__Your goal__.
Rewrite all of the material below as a numbered list, leaving out any blank lines.

[Records from a dataset]
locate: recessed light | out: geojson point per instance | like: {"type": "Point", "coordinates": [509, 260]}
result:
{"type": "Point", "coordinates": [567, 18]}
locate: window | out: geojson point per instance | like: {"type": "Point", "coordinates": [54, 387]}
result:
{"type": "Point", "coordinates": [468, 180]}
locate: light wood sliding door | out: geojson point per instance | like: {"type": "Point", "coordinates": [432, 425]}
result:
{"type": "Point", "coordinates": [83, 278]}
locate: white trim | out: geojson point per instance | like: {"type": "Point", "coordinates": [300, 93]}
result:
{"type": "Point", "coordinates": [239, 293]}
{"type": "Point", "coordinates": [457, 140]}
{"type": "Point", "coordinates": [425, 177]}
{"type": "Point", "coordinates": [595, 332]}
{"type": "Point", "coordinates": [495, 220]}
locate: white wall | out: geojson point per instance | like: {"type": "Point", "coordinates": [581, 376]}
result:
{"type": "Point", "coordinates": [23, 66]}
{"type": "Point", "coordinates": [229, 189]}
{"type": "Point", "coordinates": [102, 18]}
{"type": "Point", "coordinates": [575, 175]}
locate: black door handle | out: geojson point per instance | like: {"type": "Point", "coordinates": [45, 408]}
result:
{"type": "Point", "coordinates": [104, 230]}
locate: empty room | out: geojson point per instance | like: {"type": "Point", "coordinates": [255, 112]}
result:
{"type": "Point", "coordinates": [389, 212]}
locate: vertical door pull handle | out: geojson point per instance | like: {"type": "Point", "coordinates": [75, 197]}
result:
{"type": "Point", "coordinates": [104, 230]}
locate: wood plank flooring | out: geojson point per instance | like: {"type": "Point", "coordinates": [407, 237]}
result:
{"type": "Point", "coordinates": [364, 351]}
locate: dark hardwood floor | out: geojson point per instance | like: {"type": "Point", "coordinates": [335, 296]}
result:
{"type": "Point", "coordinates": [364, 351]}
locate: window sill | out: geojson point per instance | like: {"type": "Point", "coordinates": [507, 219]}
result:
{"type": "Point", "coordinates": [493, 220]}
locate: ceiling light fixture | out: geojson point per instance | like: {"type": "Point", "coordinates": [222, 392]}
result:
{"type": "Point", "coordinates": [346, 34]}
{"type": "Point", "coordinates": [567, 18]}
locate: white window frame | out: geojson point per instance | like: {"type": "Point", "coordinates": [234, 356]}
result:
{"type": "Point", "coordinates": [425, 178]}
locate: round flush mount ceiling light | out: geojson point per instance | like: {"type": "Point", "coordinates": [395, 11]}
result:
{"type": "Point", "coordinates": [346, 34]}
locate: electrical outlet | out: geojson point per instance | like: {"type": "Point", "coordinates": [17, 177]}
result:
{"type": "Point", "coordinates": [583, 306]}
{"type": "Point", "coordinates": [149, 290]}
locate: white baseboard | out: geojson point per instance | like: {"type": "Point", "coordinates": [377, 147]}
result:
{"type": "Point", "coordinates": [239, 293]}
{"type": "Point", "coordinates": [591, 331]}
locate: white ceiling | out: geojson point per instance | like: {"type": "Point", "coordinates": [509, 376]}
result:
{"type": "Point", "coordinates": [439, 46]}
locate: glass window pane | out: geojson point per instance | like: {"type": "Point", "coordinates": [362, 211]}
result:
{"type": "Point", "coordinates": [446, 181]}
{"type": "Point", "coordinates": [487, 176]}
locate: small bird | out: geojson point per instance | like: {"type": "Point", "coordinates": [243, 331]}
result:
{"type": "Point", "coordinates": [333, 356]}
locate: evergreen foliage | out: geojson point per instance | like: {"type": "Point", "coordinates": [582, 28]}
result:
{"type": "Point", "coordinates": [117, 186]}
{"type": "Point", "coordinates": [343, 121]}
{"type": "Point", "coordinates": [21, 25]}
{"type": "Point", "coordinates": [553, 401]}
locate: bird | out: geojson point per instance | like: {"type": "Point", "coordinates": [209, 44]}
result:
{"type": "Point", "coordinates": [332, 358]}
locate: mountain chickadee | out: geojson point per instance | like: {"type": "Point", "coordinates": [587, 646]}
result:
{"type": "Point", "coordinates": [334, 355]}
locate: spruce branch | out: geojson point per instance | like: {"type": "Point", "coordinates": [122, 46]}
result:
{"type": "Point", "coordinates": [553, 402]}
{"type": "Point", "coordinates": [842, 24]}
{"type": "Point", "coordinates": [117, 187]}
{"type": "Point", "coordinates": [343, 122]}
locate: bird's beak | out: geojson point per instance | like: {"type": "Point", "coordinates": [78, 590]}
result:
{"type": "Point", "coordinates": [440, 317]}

__Task output__.
1. locate: recessed light | out: geojson point per instance | like: {"type": "Point", "coordinates": [509, 260]}
2. result:
3. {"type": "Point", "coordinates": [567, 18]}
4. locate: window | out: geojson point per instance | like: {"type": "Point", "coordinates": [54, 387]}
5. result:
6. {"type": "Point", "coordinates": [468, 180]}
7. locate: light wood sliding door | out: geojson point per instance | like: {"type": "Point", "coordinates": [432, 425]}
8. result:
9. {"type": "Point", "coordinates": [83, 278]}
10. locate: white trim | out: geojson point per instance | like: {"type": "Point", "coordinates": [300, 93]}
11. result:
12. {"type": "Point", "coordinates": [239, 293]}
13. {"type": "Point", "coordinates": [457, 140]}
14. {"type": "Point", "coordinates": [425, 177]}
15. {"type": "Point", "coordinates": [595, 332]}
16. {"type": "Point", "coordinates": [495, 220]}
17. locate: white wall | out: geojson point per instance | like: {"type": "Point", "coordinates": [581, 376]}
18. result:
19. {"type": "Point", "coordinates": [23, 66]}
20. {"type": "Point", "coordinates": [229, 189]}
21. {"type": "Point", "coordinates": [102, 18]}
22. {"type": "Point", "coordinates": [575, 175]}
23. locate: black door handle | out: geojson point per instance | like: {"type": "Point", "coordinates": [45, 408]}
24. result:
25. {"type": "Point", "coordinates": [104, 230]}
26. locate: empty room | out: geojson point per instance | like: {"type": "Point", "coordinates": [255, 112]}
27. result:
28. {"type": "Point", "coordinates": [389, 212]}
29. locate: vertical door pull handle | out: geojson point per instance | like: {"type": "Point", "coordinates": [75, 197]}
30. result:
31. {"type": "Point", "coordinates": [104, 230]}
32. locate: wood plank flooring | out: geojson point per instance | like: {"type": "Point", "coordinates": [407, 237]}
33. result:
34. {"type": "Point", "coordinates": [364, 351]}
35. locate: dark hardwood floor | out: geojson point per instance | like: {"type": "Point", "coordinates": [335, 296]}
36. result:
37. {"type": "Point", "coordinates": [364, 351]}
38. locate: window sill | out: geojson point per instance | like: {"type": "Point", "coordinates": [507, 219]}
39. result:
40. {"type": "Point", "coordinates": [493, 220]}
41. locate: ceiling light fixture | out: geojson point per instance | like: {"type": "Point", "coordinates": [222, 392]}
42. result:
43. {"type": "Point", "coordinates": [346, 34]}
44. {"type": "Point", "coordinates": [567, 18]}
45. locate: white window frame | out: geojson point per instance | like: {"type": "Point", "coordinates": [234, 356]}
46. result:
47. {"type": "Point", "coordinates": [425, 178]}
48. locate: round flush mount ceiling light | out: geojson point per instance | like: {"type": "Point", "coordinates": [395, 11]}
49. result:
50. {"type": "Point", "coordinates": [346, 34]}
51. locate: electrical outlet | out: geojson point per instance | like: {"type": "Point", "coordinates": [17, 177]}
52. result:
53. {"type": "Point", "coordinates": [583, 306]}
54. {"type": "Point", "coordinates": [149, 290]}
55. locate: white baseboard | out: geojson point per instance | like: {"type": "Point", "coordinates": [377, 147]}
56. result:
57. {"type": "Point", "coordinates": [239, 293]}
58. {"type": "Point", "coordinates": [591, 331]}
59. locate: white ceiling | out: geojson point per instance | like: {"type": "Point", "coordinates": [509, 376]}
60. result:
61. {"type": "Point", "coordinates": [439, 46]}
62. locate: glass window pane | out: geojson point per instance | like: {"type": "Point", "coordinates": [362, 211]}
63. result:
64. {"type": "Point", "coordinates": [446, 181]}
65. {"type": "Point", "coordinates": [487, 176]}
66. locate: small bird | out: geojson point per instance | like: {"type": "Point", "coordinates": [243, 331]}
67. result:
68. {"type": "Point", "coordinates": [333, 356]}
69. locate: evergreen foliage | out: geojson point per instance | like: {"type": "Point", "coordinates": [582, 28]}
70. result:
71. {"type": "Point", "coordinates": [117, 186]}
72. {"type": "Point", "coordinates": [343, 121]}
73. {"type": "Point", "coordinates": [21, 25]}
74. {"type": "Point", "coordinates": [553, 401]}
75. locate: bird | out: geojson point per instance | like: {"type": "Point", "coordinates": [209, 44]}
76. result:
77. {"type": "Point", "coordinates": [332, 358]}
78. locate: mountain chickadee | out: geojson point per instance | like: {"type": "Point", "coordinates": [587, 646]}
79. result:
80. {"type": "Point", "coordinates": [334, 355]}
81. locate: spruce branch | out: geojson point per instance | like: {"type": "Point", "coordinates": [122, 46]}
82. result:
83. {"type": "Point", "coordinates": [553, 402]}
84. {"type": "Point", "coordinates": [842, 24]}
85. {"type": "Point", "coordinates": [117, 187]}
86. {"type": "Point", "coordinates": [343, 122]}
87. locate: bird's beak | out: geojson point per instance | like: {"type": "Point", "coordinates": [78, 590]}
88. result:
89. {"type": "Point", "coordinates": [440, 317]}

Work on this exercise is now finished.